# Task to carry out
Print the entire listing. Each line must match the original exactly.
· · · · · · ·
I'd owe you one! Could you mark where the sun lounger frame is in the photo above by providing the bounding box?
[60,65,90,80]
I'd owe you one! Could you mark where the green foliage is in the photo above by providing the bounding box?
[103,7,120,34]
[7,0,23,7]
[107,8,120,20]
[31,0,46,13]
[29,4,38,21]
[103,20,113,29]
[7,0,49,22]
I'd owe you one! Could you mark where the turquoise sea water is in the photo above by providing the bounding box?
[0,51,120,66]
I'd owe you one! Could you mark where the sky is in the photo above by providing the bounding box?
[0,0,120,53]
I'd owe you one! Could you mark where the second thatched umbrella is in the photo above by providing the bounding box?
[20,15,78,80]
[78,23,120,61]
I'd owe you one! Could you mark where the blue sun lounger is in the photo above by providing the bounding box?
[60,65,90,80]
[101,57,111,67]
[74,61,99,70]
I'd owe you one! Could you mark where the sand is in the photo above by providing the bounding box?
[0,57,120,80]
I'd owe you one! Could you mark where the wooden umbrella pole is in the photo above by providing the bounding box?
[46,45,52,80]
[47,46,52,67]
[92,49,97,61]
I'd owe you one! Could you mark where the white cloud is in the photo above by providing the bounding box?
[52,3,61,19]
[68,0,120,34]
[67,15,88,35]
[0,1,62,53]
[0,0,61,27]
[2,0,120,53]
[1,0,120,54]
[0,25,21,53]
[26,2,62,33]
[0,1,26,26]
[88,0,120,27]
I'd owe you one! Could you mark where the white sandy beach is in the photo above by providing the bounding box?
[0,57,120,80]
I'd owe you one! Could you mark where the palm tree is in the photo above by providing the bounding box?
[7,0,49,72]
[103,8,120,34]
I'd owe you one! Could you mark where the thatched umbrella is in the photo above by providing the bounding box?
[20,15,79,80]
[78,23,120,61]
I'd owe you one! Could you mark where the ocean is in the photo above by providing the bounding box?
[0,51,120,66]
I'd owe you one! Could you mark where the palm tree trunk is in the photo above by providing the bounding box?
· · · · · · ·
# Task response
I'd owe you one! Could you mark where the sun lounger frame is in the photo above by providing the bounding box?
[60,65,90,80]
I'd owe you one! Could you mark where the green foliage is in the photo above by providing the bounding box?
[103,7,120,34]
[7,0,23,7]
[107,8,120,20]
[31,0,46,13]
[29,4,38,21]
[103,20,113,29]
[7,0,49,22]
I'd owe you one! Could you mark where the turquoise sea water is in the photo above by providing the bounding box?
[0,51,120,66]
I'd owe you one! Could you mark where the sky is in the photo above by providing the bounding box?
[0,0,120,53]
I'd owe you one! Could you mark where the second thatched umbrella is in the photo above by providing the bounding box?
[20,15,78,80]
[78,23,120,61]
I'd owe you one! Could you mark where the blue sun lounger is in the photo above by providing the bounding box?
[60,65,90,80]
[101,57,111,67]
[74,61,99,70]
I'd owe you one! Could you mark where the sand is in the photo above by providing the bounding box?
[0,57,120,80]
I'd owe you one! Could you mark where the wooden umbrella pole is in the photo above by providing the bounding box?
[46,45,52,80]
[47,46,52,67]
[92,49,97,61]
I'd owe you one! Could you mark where the white cloud is in the photo above by providing the bounding box?
[52,3,61,19]
[68,0,120,34]
[67,15,88,35]
[0,1,62,53]
[0,0,61,27]
[2,0,120,53]
[1,0,120,54]
[0,25,21,53]
[26,2,62,33]
[0,1,26,26]
[88,0,120,27]
I'd owe you one! Could you mark where the white sandy beach is in the photo above by providing the bounding box?
[0,57,120,80]
I'd owe you one! Could you mark where the palm tree is in the photo above by providing the bounding box?
[7,0,49,72]
[103,8,120,34]
I'd owe you one! Could you mark where the thatched umbrella is in the photo above by providing the bounding box?
[20,15,79,80]
[78,23,120,61]
I'd owe you one! Could you mark where the ocean is in the photo above by providing the bounding box?
[0,51,120,66]
I'd owe you one! Could you mark where the palm tree trunk is in the photo above by providing the bounding box?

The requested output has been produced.